DOCUMENT SECTION:
******************************
We instantly perceive that the alleged dummy text is not properly balanced. Letters, spaces, and punctuation clash in a chaotic manner, since no rule governs their cohabitation. For a more natural scrambling, it is necessary to somehow record and play back the statistical articulation of the characters. That's what a Markov chain can do.

## Using a Markov Chain

The good news is that IdExtenso, our InDesign/ExtendScript framework, provides a module Markov.jsxlib which implements the mechanism of a Markov chain: “Seen as a data structure a Markov chain is great at capturing the probabilistic behavior of a sequence. Given an input stream (string, array) formed of ordered elements ('tokens'), the Markov chain keeps track of how elements tend to succeed one another. It basically answers the question: given a token T preceded by the tokens T0,T1...Ti, what are the preferred tokens to come next. The sequence (T0,T1...Ti,T) is treated as the 'state' of the Markov chain at that particular instant. The size (or depth) of the Markov chain defines how many Ti have to be registered in each state.”
******************************
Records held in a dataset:
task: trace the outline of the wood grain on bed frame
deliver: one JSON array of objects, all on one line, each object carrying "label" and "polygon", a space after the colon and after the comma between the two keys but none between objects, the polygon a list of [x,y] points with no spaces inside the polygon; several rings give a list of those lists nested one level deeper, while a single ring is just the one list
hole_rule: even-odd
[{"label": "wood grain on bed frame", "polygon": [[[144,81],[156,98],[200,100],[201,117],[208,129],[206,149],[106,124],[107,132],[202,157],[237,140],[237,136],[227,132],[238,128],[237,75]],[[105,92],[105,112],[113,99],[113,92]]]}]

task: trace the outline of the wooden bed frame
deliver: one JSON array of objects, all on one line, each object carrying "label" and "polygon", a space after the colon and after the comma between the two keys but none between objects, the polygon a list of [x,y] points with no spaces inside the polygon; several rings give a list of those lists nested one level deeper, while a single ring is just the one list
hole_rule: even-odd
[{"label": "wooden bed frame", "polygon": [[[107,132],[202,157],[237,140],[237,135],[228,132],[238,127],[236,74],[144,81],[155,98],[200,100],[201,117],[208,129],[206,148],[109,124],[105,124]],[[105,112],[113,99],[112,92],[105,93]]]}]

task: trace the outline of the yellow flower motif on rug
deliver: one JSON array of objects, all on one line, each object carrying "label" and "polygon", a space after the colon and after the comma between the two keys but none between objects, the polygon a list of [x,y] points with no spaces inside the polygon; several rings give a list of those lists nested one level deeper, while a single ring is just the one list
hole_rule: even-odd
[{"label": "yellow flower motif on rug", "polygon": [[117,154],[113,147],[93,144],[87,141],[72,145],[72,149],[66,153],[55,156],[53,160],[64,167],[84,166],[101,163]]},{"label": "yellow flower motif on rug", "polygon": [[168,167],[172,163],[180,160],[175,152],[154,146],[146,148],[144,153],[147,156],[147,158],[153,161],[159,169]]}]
******************************
WRITTEN REQUEST 1:
For each statement (a), (b) and (c), say whether it agrees with the text on Markov chains. Answer yes or no, and quote the words of the text that decide it.
(a) The Markov.jsxlib module is provided by IdExtenso.
(b) The size of a Markov chain sets how many tokens are registered in each state.
(c) In the alleged dummy text, a rule governs how letters, spaces, and punctuation cohabit.
WRITTEN REQUEST 2: Copy everything in the text on Markov chains from "We instantly perceive" down to "chain can do.", substituting "disorderly" for "chaotic".

OUTPUT 1:
(a) Yes: "IdExtenso, our InDesign/ExtendScript framework, provides a module Markov.jsxlib"
(b) Yes: "The size (or depth) of the Markov chain defines how many Ti have to be registered in each state."
(c) No: "no rule governs their cohabitation"

OUTPUT 2:
We instantly perceive that the alleged dummy text is not properly balanced. Letters, spaces, and punctuation clash in a disorderly manner, since no rule governs their cohabitation. For a more natural scrambling, it is necessary to somehow record and play back the statistical articulation of the characters. That's what a Markov chain can do.